* _DOCUMENT TEXT_
[start]

It was a British army house and overlooks the landscape over which much of the Battle of the Boyne was fought. Newgrange is also visible.

When Farrell making his way back to Slane refers to the Boyne – “Finally I could see it . . . as it broke out free from the green and swung on into the valley. It seemed to welcome me home.” – the actor has a view of the river through the library window.

British military connection

Rossnaree’s owner, Aisling Stuart, recalls how her late husband Robert Law was inspired by stories told to him in that same library by his grandfather, who had been a British officer in the first World War. Law’s father saw action as an officer in the second World War.

In spite of the British military connection, the Law family always had a strong interest in Irish history and the Irish language, and a portrait of Maud Gonne, Stuart’s great-grandmother hangs in the library.

Layers of Irish history and references to places in Meath are present throughout the play, although it is a tale of doomed romances. Apolitical Farrell – “bred for emigration” – is in love with Josie, who is in turn besotted by a local poet, Mikey Lowry, who chooses politician John Redmond over her “and joined the wrong army”.

[end]

* _RECORD EXCERPTS_
[start]

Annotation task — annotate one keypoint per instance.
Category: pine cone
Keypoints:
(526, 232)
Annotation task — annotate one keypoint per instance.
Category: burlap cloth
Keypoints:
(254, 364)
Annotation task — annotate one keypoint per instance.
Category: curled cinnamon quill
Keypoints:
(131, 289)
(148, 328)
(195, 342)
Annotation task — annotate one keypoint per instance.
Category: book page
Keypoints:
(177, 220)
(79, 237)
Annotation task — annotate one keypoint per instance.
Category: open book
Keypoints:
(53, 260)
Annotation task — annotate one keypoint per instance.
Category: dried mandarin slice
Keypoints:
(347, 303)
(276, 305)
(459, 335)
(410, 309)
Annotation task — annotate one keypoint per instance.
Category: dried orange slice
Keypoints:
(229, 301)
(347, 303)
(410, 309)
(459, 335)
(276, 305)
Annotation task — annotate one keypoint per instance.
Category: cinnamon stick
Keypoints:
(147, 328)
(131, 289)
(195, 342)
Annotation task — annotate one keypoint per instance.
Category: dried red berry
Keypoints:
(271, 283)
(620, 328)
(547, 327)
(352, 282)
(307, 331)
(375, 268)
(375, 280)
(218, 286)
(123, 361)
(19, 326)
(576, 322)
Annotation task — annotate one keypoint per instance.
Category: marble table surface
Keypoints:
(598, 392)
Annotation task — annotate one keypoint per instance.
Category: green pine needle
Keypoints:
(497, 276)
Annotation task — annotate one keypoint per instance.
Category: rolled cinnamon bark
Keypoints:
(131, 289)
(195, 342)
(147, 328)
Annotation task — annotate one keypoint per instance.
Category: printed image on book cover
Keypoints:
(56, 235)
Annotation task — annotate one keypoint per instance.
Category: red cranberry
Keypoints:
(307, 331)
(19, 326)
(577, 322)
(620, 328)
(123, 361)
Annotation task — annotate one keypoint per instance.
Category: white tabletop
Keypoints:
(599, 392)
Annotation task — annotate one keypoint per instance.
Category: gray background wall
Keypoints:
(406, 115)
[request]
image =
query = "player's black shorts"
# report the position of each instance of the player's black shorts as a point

[end]

* _THE EXERCISE_
Duplicate everything in the Rossnaree text from "Rossnaree’s owner, Aisling" down to "second World War.".

* _COMPLETE ANSWER_
Rossnaree’s owner, Aisling Stuart, recalls how her late husband Robert Law was inspired by stories told to him in that same library by his grandfather, who had been a British officer in the first World War. Law’s father saw action as an officer in the second World War.